▶ **The task**
Which lines in the records below contain the word "encloses"? Pick out each one and copy it in full.

▶ **Information provided**
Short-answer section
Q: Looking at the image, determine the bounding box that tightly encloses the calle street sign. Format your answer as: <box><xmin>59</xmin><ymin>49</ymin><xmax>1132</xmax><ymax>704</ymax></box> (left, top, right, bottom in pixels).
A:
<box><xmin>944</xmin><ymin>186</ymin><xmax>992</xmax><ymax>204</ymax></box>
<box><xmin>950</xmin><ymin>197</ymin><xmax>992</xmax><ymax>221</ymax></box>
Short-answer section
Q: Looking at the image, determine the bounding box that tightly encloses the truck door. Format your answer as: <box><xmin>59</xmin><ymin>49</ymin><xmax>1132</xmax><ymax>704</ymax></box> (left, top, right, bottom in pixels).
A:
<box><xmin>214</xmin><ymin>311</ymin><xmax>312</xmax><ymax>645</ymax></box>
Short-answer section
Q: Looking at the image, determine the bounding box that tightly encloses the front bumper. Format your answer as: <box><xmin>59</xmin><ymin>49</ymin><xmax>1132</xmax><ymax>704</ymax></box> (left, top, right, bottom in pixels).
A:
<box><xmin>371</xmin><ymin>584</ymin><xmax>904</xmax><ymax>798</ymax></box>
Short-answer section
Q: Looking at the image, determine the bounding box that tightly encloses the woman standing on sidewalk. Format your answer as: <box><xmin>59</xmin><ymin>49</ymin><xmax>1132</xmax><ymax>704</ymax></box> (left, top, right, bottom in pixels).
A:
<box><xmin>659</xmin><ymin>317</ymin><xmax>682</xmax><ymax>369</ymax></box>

▶ **Result of the task**
Q: Looking at the image, determine the bounding box that tightly encloses the calle street sign. Format your answer as: <box><xmin>59</xmin><ymin>49</ymin><xmax>1132</xmax><ymax>704</ymax></box> (left, top, right, bottom in pixels).
Q: Looking at the image, determine the bounding box that tightly encloses the truck door. Format your answer as: <box><xmin>59</xmin><ymin>49</ymin><xmax>1132</xmax><ymax>704</ymax></box> (left, top, right, bottom in pixels).
Q: Looking at the image, determine the bounding box that tightly encloses the front bumper. Format your answer as: <box><xmin>59</xmin><ymin>49</ymin><xmax>1132</xmax><ymax>704</ymax></box> (left, top, right, bottom in pixels).
Q: Looking at the image, determine the bounding box that tightly encloses the woman standing on sidewalk. Format your answer as: <box><xmin>59</xmin><ymin>49</ymin><xmax>1132</xmax><ymax>704</ymax></box> (left, top, right, bottom in pixels).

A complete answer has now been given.